* Problems to work on
A. From the DB2 oral history transcript below, list every person who speaks in it.
B. Using the DB2 oral history transcript below, answer each question briefly:
(i) What years does John Nauman give when asked when this was?
(ii) When did John Nauman leave IBM?
(iii) How many 3270 terminals were in the terminal room at the end of the hall?
C. Write a continuation of the DB2 oral history transcript below, picking up right after its final sentence.
## Begin Article
Franco Putzolu: When was this?

John Nauman: This was 1978-1979. By then, Franco was there sort of working on the RSS replacement - data manager stuff - and we were wrestling with what to do about the upper areas - the relational data store part of the system. There were two camps. One camp was me and Don Haderle, and the other camp was Frank King and everybody from Research. We felt like the right thing to do was, since MVS was not the same as VM, it was going to be hard to fit this stuff into MVS efficiently, so we probably needed to go in and restructure this stuff a lot. The System R folks felt like it didn't really need that much optimization; it was probably going to be OK.

Jim Gray: Love my dog.

John Nauman: Love me; love my dog. I remember vividly the day that - in fact, I was working for Bob [Jolls] at the time - Bob came and said, "No, the answer is you're going to take this stuff from System R." And we said, "OK. If that's what you want to do, it's a business decision. Let's go do it." So we started working on it. We spent a lot of time and we assembled a team which is - some of the people are here in the room - people who included: Jay Yothers, who isn't here in the room today; Josephine; Roger, who I hired out of another job - I think IBM was his fourth position and fourth company and he told me when I hired him that he wasn't sure that he was going to stick around all that long, but he wanted some experience with a big company, [laughter] and it was bigger then, I think, than it would be now.

Roger Miller: I'm not usually that forthcoming.

John Nauman: Let's see; we hired Mort - John Mortenson - John had already been working in the company, we brought him into the group. We hired Jerry Baker, who is probably the person who has made the most money off of this - next to Larry Ellison; he works for Larry; is he your boss?

Franco Putzolu: No, he's not my boss.

John Nauman: He's in one of the development organizations.

Franco Putzolu: Porting.

John Nauman: OK, that's what he did when he left; he went to Oracle to do UNIX ports, because he had a UNIX background coming out of University of Texas, and didn't like MVS that much. So he made lots of money; the rest of us sort of worked for the good of mankind I think.

Jim Gray: Thank you; we really appreciate it.

John Nauman: But actually we had a lot of fun. There were a lot of interesting things going on. Jim was still helping us out to some extent. Franco was helping us out a lot. Franco was wrestling with how to do DL/1 and SQL with the same underlying data structures, and later he tried to do it again, as I mentioned earlier. But it was a lot of fun. The reason I left - I left IBM in mid-1981 - Jim had just left and called me up and said, "Gee, why don't you come talk to Tandem; they're looking for somebody to manage one of their groups." And so I came up and talked to them. Jim had written a treatise called "MIPS Envy" - I'm sure some of you remember this - which was the reason that Jim purports that he left; I think there's probably some truth to it. When we were doing the DB2 stuff, we had a terminal room at the end of the hall that had six 3270 terminals in it. That was all we had, that was all the compute resource that we were allowed to do DB2. We gradually got more and more 3270's and put them in people's offices, and that was sort of a revolution. Nobody had terminals in their offices; it was terminal rooms that made sense.
## End Article
## Begin Source excerpt
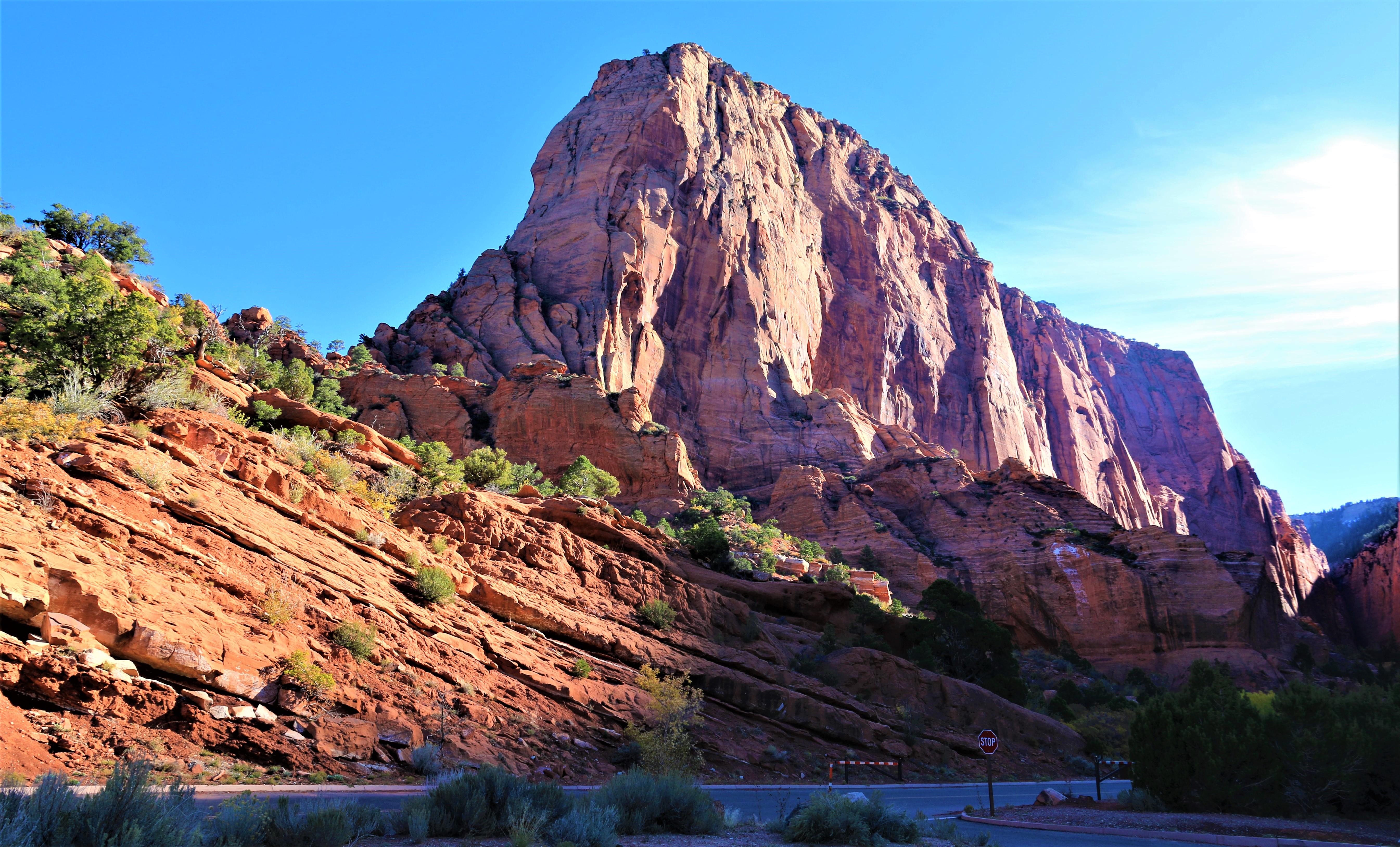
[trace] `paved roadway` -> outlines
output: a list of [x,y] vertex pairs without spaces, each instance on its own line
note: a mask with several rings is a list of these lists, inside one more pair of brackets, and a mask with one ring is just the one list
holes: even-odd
## End Source excerpt
* Expected outputs
A. Franco Putzolu, John Nauman, Jim Gray, Roger Miller

B.
(i) 1978-1979
(ii) Mid-1981
(iii) Six

C.
Jim Gray: And you were only allowed to log on at certain times, right?

John Nauman: Terminals were expensive. Yes, you could log on on weekends, and you could log on before eight and after six. So Haderle and I and Baker and a few other people would come in at four o'clock in the morning, and you'd tune in the radio sometimes at four o'clock in the morning and you'd hear these whale sounds on the radio station. And we wondered what was going on; why were we here; what were we really trying to accomplish? I was frustrated by some of the same things that Jim was, but I was as frustrated by the fact that I'd been working on the project in 1981 for about four years - if you'd count the Eagle time; that doesn't count the FS time before that - and I could see it was just about done. Here it was, mid-1981, about six months away from shipment, so I figured it was OK for me to leave now, because everything was sort of tied up. So I told Don, "I'm getting out of here. You can take it from here; it's going to be OK." This was about the third time I'd done this to Don - left him with a project that we'd worked on. But this one took a little longer than the others to get finished.

So I went to Tandem, and then we recruited Franco to come to Tandem, and we recruited Mike [Pong] to come to Tandem, and we recruited a number of people to come to Tandem. We stole Don from Esvel.

Don Slutz: Not stole. I walked away.

John Nauman: We built up a pretty strong group at Tandem, which was a lot of fun also; I'll let somebody else talk about that. But the reason I left was I thought things were done, and I wanted to go someplace where it didn't take four years to get a product out.

Franco Putzolu: Yes, I had the same feeling.

John Nauman: And I think that was one of the reasons that Franco came and some of the other people joined. And we did get things done much more expeditiously at Tandem, and I think it was more fun for that reason. I worked at Tandem for four years, and in 1985, after I joined 3Com, I read about the full release of DB2. So I was off by about four years on how long it was going to take to get the full product out. And a lot of that I know, from talking to Don and Josephine and other people, was around just getting it to work in MVS, which was by no means a simple system, and I think we had all underestimated how complex that was going to be and how high the performance requirements were going to be.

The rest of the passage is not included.